▶ _Work instruction_
Pick up the article below on UB's Middle States accreditation visit and continue it from its final sentence.

[Opening Text under study section]

Published: October 16, 2003

By SUE WUETCHER
Reporter Editor

UB fared very well in its recent site visit by a team of evaluators from the Middle States Commission on Higher Education, President William R. Greiner told members of the UB Council on Tuesday.

"We did not get one negative comment or report from them in the exit interview," Greiner said, calling the visit "basically a love fest."

The evaluators were on campus Sept. 29 through Oct. 1 to meet with UB administrators, faculty, students and alumni to gather information and gain perspectives as to how well UB was meeting the institutional goals the university had outlined in the self-study report it submitted to Middle States in August.

The Middle States Commission on Higher Education is the unit of the Middle States Association of Colleges and Schools that accredits degree-granting colleges and universities in the Middle States region. Accreditation is crucial, UB administrators say, because it provides an affirmation that institutions are meeting basic academic standards.

UB could receive a final decision on accreditation next month.

Greiner said that one area in which evaluators expressed some concern was the role of the UB Council in campus affairs. He noted that ongoing efforts by council Chair Jeremy M. Jacobs to obtain more authority for the council from SUNY Central Administration in the areas of academic affairs, property and plant, and finances—as was noted by Jacobs in his report earlier in Tuesday's meeting—would be helpful in addressing this matter with Middle States.

Greiner also updated council members on other professional program accreditations that have recently been completed, noting that all programs received accreditation—and with one or two exceptions—passed "with flying colors." He cited in particular the School of Dental Medicine, the School of Architecture and Planning, and the School of Medicine and Biomedical Sciences. The medical school's accomplishment is particularly noteworthy, he added, because the accreditation review came the year after the new first-year curriculum was implemented and while responsibility for the residency programs was being transferred to the medical school from a consortium of local hospitals.

[Closing Text under study section]
[Opening Records provided section]

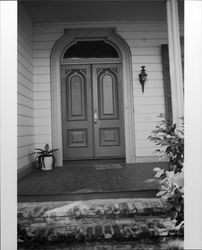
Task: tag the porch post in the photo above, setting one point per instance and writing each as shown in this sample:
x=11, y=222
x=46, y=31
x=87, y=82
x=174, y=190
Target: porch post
x=175, y=60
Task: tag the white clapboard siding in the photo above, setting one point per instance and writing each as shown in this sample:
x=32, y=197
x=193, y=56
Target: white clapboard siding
x=25, y=90
x=41, y=87
x=42, y=113
x=42, y=78
x=41, y=70
x=25, y=130
x=144, y=39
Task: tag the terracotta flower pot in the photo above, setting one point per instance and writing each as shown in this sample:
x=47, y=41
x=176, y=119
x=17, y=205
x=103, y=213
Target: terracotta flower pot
x=47, y=162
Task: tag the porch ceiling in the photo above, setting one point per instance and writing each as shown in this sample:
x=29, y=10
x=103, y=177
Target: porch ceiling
x=97, y=10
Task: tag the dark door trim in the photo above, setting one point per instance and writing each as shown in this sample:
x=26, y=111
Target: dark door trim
x=61, y=44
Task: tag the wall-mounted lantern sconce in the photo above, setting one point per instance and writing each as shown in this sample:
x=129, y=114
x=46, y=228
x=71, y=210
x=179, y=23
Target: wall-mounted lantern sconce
x=142, y=77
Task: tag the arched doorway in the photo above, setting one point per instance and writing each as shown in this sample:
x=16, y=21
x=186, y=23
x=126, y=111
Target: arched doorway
x=104, y=102
x=92, y=101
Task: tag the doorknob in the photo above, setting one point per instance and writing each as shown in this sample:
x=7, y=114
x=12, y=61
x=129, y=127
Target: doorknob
x=95, y=117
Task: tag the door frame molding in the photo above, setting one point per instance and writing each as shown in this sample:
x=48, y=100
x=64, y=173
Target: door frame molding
x=110, y=35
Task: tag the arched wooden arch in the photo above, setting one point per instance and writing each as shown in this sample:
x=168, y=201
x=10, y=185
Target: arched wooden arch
x=69, y=37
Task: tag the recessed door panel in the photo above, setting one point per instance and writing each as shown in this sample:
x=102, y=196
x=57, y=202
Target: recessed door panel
x=77, y=112
x=108, y=128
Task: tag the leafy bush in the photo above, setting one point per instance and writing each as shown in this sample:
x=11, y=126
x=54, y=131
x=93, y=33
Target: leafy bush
x=170, y=141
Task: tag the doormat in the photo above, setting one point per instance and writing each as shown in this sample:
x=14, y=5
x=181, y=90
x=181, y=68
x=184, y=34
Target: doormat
x=93, y=221
x=108, y=166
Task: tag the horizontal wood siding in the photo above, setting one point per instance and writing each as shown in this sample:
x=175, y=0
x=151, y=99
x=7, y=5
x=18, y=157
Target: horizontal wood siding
x=25, y=90
x=144, y=40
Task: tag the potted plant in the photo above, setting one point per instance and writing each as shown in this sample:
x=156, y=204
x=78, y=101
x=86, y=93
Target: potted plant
x=44, y=157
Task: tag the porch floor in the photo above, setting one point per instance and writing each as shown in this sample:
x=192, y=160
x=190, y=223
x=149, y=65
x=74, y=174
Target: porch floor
x=90, y=181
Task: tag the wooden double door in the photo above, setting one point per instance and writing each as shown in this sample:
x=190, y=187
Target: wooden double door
x=92, y=111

[Closing Records provided section]

▶ _Answer space_
In other business, the council:

  • Heard a report on UB's "Enrollments, Profiles and Campus Readiness" from Greiner. Greiner noted that UB's overall enrollment hit 27,254 this fall, the highest since about 1990. Among those students are about 3,600 freshmen—the largest freshman class in history and about 400 more students than anticipated.

  • Heard a short talk by Harvey Breverman, SUNY Distinguished Professor in the Department of Art, who described how he created the diptych that now hangs on the wall in the Council Room, replacing portraits of UB's past presidents and chancellors. The diptych, which previously had hung along the wall just outside the Council Room, features some of UB's most noted faculty members, among them Leslie Fiedler, Al Cook, John Sullivan, Larry Chisholm and John Barth. "These were really colorful people," Breverman told council members as he described the process of putting together the art work from numerous sketches.